:: DATA RECORDS ::

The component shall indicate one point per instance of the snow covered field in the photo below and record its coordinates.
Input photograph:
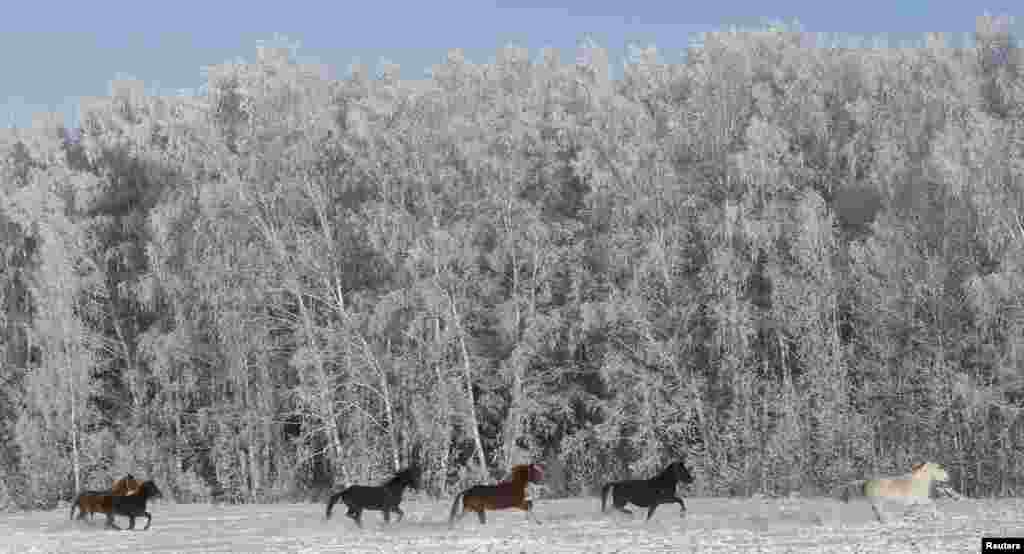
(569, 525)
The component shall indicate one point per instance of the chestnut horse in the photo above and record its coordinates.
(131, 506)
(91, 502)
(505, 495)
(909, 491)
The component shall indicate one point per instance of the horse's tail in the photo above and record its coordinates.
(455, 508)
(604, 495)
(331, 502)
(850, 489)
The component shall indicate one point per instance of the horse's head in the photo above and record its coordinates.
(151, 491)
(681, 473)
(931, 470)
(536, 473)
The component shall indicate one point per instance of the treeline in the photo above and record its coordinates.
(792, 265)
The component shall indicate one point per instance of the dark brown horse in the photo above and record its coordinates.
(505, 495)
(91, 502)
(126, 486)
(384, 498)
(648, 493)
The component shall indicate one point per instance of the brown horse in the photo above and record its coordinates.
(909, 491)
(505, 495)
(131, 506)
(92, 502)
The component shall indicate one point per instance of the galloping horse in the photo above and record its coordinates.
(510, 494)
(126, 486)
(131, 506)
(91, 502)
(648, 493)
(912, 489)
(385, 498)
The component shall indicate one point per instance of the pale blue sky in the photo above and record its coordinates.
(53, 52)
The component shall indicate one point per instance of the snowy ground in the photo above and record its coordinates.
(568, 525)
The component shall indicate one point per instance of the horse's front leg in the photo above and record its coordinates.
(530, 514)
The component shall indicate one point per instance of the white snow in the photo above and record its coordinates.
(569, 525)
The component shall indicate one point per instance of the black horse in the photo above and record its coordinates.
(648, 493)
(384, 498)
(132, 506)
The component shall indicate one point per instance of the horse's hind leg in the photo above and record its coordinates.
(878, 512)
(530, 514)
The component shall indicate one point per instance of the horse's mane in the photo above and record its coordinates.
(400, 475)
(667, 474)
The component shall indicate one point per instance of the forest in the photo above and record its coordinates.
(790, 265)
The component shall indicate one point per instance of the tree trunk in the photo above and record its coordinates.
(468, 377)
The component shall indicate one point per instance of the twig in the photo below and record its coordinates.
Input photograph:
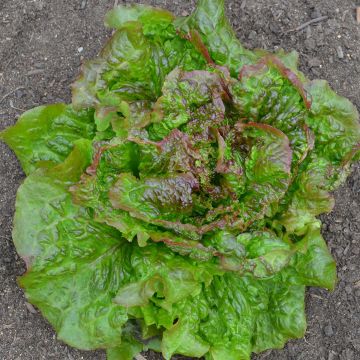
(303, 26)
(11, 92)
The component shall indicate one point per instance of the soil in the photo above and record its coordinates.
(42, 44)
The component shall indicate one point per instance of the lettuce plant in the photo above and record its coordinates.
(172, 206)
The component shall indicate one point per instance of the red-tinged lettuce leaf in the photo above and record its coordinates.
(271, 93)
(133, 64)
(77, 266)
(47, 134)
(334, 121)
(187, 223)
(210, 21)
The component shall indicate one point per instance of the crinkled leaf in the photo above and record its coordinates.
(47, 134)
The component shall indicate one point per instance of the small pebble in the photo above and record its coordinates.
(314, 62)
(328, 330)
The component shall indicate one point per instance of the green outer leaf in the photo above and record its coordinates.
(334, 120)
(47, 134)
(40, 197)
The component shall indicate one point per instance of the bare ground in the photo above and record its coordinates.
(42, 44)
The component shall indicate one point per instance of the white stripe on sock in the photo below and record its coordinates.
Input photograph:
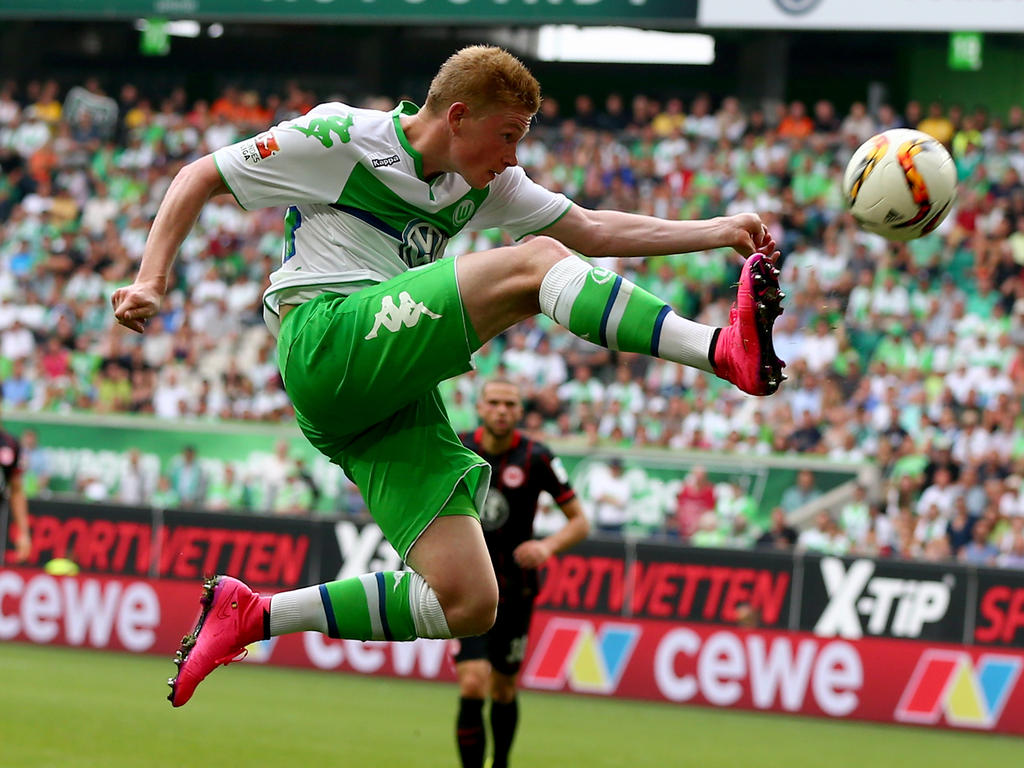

:::

Show each line of the material where the word "below" occurs.

The component shall indicate one point per instance of the snow covered field in the photo below and record its coordinates.
The component shall indicate one point per instance of the twig in the photo below and record its coordinates.
The component shall indicate one point per instance of the white stripe on sock in the photo below and record its coordinates.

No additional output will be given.